START

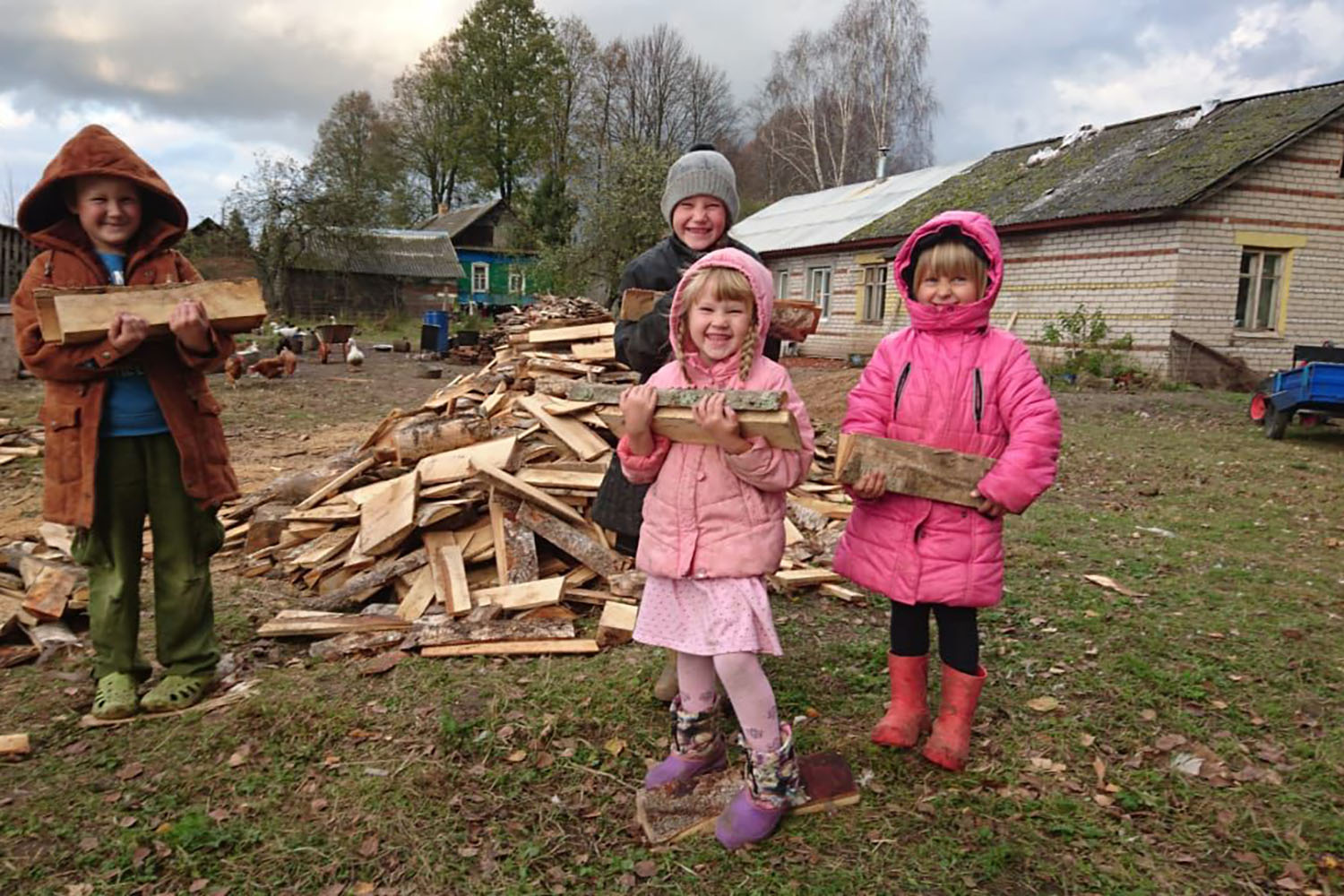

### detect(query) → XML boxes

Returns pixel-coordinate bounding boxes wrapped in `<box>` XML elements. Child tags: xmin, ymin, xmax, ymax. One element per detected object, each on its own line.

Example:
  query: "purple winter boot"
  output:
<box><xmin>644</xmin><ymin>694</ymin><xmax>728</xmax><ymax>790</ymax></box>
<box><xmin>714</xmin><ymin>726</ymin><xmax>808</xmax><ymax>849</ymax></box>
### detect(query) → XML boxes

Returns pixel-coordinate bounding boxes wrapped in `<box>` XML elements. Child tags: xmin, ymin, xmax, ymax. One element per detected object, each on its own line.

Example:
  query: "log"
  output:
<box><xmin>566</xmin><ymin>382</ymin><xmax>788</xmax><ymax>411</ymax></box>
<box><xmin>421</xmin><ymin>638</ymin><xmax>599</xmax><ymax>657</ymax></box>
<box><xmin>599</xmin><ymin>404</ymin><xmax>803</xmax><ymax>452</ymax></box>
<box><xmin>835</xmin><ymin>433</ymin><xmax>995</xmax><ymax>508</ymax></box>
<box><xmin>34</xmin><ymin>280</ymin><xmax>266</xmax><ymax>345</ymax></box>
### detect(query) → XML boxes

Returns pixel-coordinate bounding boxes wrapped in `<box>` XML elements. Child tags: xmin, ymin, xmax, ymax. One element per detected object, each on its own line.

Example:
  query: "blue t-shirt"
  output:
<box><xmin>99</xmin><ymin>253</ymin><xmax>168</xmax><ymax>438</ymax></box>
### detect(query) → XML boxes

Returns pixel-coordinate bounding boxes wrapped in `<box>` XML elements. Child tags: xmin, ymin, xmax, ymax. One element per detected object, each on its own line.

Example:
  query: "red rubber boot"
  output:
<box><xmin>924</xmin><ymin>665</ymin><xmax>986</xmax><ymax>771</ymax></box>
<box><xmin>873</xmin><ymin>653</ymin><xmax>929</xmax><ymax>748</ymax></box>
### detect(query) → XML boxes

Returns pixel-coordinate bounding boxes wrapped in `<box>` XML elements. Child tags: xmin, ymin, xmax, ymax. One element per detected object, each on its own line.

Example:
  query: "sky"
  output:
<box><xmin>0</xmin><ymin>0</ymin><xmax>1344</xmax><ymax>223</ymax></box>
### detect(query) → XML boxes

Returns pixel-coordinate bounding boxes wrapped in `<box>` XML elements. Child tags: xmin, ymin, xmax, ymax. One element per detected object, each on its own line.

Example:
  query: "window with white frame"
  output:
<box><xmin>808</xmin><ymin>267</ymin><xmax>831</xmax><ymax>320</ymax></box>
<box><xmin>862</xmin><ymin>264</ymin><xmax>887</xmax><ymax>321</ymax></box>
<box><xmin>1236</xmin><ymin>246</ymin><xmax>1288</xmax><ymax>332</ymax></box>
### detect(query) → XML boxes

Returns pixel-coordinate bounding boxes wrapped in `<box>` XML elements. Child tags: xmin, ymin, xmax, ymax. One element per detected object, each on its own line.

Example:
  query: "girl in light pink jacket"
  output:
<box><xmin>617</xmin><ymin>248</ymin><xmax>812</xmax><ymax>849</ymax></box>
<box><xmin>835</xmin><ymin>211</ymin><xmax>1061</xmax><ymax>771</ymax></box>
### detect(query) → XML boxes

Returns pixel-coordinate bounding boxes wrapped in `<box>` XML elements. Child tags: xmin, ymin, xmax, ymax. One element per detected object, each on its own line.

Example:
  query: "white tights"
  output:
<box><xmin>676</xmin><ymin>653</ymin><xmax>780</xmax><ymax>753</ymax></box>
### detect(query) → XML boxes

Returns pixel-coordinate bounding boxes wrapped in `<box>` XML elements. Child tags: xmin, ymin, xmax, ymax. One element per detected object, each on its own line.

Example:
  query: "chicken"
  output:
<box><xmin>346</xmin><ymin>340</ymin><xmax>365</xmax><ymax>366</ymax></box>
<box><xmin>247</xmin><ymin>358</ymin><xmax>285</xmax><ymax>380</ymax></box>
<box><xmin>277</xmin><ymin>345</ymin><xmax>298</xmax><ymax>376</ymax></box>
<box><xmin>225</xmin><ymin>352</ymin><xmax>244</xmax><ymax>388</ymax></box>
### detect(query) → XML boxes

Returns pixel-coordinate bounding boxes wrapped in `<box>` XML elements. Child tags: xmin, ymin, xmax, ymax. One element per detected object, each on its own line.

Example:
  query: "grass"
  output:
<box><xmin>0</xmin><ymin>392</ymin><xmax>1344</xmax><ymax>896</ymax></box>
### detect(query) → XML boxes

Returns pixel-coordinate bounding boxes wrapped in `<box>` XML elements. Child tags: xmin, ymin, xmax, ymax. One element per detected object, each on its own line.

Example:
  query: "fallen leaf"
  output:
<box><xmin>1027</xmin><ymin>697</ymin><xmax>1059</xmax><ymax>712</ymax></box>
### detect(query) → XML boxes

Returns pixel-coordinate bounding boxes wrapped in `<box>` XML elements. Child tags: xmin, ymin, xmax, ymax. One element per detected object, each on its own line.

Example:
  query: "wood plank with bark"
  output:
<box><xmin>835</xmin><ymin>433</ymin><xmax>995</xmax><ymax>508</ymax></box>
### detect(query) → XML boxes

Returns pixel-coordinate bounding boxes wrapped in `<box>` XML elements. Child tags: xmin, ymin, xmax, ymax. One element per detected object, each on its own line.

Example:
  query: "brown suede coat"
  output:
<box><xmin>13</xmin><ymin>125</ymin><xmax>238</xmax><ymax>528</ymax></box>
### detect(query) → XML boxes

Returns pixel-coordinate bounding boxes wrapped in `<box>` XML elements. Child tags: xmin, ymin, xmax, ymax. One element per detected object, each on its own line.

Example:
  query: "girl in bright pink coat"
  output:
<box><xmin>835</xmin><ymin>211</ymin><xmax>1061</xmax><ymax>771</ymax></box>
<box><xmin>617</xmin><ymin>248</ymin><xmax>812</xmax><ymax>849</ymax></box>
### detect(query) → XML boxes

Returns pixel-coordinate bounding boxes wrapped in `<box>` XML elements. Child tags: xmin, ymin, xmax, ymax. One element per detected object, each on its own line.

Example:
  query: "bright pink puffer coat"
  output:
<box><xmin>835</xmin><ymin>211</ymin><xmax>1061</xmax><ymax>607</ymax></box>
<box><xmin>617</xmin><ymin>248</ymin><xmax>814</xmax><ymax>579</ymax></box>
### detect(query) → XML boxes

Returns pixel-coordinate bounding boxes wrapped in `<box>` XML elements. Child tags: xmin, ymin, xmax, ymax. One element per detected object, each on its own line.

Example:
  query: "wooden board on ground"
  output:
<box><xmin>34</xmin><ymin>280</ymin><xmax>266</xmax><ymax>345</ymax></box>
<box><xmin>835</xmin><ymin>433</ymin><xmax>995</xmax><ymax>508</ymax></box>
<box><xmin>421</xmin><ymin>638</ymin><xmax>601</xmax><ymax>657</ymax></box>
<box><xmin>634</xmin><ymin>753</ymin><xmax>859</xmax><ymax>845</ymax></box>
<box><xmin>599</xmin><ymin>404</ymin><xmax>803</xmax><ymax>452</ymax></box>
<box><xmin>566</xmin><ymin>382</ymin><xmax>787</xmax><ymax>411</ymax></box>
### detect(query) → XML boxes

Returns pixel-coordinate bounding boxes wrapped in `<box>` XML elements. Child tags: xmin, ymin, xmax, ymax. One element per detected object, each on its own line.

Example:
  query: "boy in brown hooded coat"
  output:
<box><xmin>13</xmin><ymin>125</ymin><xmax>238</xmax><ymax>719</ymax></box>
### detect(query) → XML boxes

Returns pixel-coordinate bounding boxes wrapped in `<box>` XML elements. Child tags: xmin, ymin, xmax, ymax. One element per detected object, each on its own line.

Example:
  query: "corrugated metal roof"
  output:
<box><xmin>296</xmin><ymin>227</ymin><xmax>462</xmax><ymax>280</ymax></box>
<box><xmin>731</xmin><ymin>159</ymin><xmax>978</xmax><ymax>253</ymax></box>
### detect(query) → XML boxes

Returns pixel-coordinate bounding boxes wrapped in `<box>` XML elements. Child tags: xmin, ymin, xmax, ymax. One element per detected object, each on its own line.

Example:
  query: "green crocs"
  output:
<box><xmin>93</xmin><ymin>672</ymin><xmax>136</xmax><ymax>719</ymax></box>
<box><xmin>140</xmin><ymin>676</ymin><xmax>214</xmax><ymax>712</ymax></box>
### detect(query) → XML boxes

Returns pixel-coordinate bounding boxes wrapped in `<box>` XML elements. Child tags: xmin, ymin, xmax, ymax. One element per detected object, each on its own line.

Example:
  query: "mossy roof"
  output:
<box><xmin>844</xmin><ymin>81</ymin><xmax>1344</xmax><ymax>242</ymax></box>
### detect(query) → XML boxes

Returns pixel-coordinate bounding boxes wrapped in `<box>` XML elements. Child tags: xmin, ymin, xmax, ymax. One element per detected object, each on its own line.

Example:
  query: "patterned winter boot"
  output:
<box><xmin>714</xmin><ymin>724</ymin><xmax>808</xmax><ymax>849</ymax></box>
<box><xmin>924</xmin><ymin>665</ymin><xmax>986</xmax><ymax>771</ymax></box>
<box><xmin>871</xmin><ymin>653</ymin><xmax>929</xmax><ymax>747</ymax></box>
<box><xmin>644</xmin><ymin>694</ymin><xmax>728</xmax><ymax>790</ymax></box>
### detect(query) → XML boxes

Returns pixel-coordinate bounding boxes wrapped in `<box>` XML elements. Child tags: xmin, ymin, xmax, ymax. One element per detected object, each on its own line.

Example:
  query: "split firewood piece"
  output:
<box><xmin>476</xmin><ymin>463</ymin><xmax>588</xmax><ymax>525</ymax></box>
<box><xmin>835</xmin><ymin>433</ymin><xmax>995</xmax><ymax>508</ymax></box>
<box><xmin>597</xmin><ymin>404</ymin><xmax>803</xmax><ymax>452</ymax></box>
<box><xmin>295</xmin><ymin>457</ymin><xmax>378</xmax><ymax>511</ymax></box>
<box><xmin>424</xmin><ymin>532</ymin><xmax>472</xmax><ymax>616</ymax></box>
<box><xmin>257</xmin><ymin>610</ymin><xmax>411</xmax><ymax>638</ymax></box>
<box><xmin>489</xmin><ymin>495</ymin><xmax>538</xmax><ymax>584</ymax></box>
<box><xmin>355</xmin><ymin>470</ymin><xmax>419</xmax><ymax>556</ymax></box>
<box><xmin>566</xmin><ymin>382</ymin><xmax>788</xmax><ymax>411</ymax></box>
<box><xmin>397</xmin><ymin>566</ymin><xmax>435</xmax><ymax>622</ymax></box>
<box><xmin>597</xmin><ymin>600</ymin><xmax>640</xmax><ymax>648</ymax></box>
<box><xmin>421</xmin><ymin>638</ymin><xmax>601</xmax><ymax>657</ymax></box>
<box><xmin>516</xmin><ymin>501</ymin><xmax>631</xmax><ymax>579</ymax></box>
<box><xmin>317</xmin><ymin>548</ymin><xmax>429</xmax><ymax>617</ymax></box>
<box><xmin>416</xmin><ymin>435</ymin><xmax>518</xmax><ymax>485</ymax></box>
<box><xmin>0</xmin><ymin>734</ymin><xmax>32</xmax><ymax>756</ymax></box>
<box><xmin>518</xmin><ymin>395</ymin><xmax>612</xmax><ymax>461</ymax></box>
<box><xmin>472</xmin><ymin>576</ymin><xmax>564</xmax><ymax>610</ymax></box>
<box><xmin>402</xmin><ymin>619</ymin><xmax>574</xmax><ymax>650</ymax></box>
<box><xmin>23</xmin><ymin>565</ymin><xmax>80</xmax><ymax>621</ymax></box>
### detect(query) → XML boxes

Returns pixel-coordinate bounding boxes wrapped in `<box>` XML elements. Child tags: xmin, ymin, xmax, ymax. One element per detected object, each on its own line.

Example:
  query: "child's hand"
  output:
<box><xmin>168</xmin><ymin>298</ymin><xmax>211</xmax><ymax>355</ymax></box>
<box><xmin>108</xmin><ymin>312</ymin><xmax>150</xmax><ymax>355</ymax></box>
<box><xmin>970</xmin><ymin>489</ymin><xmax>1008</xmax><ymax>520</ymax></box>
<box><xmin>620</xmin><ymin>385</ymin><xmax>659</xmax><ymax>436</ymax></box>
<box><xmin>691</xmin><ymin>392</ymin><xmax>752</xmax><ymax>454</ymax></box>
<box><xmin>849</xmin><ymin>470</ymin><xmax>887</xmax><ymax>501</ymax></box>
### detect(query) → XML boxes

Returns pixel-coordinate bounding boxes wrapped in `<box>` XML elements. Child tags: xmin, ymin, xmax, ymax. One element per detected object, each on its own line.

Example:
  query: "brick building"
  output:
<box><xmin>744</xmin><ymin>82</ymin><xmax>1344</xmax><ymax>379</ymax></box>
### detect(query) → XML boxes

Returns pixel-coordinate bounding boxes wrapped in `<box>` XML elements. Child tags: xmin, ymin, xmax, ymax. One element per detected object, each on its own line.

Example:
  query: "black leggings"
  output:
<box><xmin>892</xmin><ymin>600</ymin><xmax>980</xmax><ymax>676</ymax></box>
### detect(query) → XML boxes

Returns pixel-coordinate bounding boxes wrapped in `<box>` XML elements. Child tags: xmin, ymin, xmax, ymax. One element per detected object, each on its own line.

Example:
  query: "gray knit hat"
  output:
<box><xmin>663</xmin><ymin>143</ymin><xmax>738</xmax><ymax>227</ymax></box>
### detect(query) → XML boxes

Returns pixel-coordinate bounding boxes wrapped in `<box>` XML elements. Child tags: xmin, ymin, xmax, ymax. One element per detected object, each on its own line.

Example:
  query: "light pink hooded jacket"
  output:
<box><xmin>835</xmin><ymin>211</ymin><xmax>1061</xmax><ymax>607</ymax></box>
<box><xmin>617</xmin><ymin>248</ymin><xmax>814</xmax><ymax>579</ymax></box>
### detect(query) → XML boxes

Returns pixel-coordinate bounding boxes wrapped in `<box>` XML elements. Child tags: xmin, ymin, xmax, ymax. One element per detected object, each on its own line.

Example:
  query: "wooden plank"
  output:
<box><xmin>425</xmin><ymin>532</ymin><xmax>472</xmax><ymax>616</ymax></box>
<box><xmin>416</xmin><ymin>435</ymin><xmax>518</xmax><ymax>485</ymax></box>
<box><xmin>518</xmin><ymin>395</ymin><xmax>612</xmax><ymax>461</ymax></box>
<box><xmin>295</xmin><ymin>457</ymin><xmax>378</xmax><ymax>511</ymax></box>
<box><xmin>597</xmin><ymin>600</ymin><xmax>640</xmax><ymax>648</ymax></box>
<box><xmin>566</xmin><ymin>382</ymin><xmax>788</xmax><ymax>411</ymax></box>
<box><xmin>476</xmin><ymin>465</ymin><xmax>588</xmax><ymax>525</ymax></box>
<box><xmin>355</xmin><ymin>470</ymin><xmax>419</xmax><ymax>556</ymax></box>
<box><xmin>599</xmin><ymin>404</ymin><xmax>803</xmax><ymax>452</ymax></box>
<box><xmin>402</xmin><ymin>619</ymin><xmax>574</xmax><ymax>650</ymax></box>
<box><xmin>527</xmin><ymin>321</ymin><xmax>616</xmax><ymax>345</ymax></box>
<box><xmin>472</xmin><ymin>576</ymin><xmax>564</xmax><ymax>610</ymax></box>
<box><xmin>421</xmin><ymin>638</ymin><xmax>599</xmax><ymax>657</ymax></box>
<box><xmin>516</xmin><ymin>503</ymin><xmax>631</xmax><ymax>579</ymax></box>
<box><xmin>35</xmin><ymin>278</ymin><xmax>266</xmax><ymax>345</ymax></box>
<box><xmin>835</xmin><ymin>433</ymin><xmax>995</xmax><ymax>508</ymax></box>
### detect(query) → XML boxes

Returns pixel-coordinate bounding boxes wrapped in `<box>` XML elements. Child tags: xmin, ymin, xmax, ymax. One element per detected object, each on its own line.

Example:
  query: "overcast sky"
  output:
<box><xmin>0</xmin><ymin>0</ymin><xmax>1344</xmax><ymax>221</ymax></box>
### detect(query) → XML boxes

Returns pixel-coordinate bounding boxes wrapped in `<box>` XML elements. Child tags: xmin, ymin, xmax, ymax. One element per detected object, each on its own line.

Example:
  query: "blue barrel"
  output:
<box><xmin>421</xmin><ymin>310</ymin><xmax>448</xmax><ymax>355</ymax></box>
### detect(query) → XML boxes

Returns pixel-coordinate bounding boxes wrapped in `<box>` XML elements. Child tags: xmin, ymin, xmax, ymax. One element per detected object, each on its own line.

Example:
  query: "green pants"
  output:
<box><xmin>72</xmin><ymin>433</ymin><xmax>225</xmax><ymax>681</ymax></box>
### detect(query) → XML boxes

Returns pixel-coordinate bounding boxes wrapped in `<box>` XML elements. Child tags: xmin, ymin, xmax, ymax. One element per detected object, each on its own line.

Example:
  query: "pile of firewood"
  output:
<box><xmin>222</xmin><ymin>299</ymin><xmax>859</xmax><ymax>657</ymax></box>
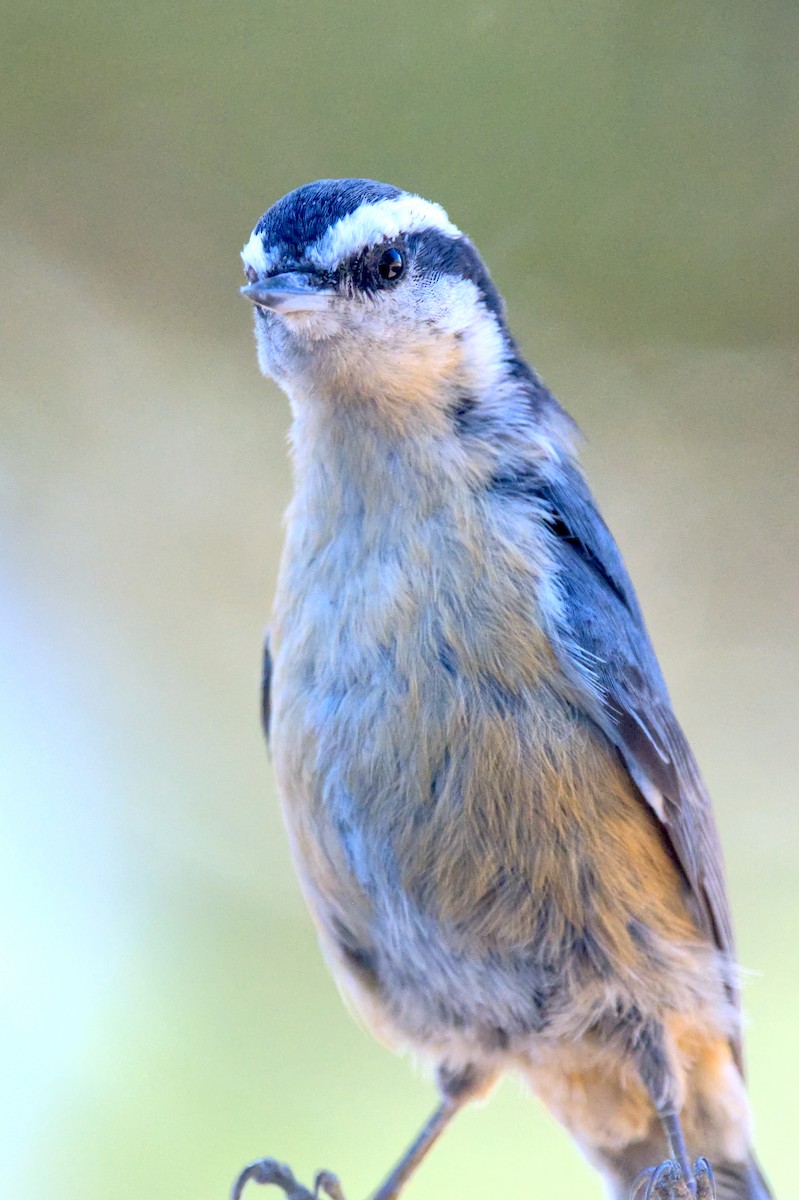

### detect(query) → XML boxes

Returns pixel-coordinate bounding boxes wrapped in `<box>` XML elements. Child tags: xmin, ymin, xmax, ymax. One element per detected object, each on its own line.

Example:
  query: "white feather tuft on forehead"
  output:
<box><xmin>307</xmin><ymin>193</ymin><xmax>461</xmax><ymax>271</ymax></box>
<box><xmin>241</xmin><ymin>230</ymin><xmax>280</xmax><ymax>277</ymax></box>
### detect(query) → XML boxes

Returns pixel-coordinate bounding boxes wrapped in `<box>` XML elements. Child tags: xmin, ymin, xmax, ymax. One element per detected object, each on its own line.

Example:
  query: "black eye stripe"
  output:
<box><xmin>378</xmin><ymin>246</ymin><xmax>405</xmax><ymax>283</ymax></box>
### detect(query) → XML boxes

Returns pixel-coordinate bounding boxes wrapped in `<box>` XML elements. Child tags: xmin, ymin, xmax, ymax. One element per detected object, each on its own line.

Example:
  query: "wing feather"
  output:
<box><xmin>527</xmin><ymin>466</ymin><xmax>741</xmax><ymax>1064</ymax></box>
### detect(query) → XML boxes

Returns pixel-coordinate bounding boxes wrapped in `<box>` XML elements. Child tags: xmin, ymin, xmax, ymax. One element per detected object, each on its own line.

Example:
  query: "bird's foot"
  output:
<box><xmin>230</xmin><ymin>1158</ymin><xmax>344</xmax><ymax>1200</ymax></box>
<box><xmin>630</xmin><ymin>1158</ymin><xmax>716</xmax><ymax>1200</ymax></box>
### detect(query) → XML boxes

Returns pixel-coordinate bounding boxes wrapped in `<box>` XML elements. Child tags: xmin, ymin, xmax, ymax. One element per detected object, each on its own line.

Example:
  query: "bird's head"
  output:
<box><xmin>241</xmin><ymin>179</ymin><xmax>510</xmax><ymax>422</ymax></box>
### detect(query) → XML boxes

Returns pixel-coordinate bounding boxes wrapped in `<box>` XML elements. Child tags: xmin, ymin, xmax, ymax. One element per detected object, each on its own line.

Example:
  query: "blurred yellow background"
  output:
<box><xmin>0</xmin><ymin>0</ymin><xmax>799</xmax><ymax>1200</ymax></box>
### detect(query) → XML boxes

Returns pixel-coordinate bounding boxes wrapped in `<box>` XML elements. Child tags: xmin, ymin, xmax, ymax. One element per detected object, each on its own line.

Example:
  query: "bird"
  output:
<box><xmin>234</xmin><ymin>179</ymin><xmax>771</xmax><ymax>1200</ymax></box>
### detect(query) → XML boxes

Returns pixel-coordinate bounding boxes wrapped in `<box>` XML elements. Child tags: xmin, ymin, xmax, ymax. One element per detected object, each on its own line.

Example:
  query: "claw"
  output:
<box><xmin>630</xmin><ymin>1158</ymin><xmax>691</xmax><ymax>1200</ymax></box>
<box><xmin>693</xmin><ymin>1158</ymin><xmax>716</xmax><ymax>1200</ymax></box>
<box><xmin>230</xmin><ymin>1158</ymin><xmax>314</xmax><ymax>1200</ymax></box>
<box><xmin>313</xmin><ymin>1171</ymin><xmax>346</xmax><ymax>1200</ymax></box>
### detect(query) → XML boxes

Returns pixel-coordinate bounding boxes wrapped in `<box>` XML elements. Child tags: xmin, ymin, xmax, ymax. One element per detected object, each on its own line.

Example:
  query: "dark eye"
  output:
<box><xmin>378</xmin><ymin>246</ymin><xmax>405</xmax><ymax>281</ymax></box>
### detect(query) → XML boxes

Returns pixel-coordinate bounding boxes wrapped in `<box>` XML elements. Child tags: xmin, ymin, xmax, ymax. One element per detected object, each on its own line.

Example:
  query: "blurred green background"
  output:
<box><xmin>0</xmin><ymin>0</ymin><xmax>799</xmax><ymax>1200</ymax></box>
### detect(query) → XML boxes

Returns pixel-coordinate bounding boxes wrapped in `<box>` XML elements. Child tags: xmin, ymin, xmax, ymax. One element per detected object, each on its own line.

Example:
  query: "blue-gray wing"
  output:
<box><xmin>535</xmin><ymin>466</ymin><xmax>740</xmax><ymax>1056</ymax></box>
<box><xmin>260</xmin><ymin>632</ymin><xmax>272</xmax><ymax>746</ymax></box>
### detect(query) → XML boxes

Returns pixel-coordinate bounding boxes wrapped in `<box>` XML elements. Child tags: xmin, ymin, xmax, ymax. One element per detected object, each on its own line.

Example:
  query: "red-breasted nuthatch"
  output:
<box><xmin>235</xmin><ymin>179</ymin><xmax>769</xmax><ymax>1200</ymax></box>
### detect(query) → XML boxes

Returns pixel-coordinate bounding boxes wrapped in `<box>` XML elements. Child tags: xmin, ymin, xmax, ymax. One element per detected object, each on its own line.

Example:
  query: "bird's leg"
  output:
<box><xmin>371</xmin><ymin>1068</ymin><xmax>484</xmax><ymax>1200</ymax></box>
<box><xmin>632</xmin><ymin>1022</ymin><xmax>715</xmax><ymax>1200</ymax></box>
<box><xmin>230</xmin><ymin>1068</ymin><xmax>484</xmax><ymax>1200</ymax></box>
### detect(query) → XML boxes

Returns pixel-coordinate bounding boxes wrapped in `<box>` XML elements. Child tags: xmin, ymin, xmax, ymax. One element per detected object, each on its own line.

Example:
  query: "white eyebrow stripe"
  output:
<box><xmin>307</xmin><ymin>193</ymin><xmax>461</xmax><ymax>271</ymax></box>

END

- Objective
Please list every line in the entries above that contains the word "hooded".

- Written solution
  query: "boy in brown hooded coat"
  query: "light pink hooded jacket"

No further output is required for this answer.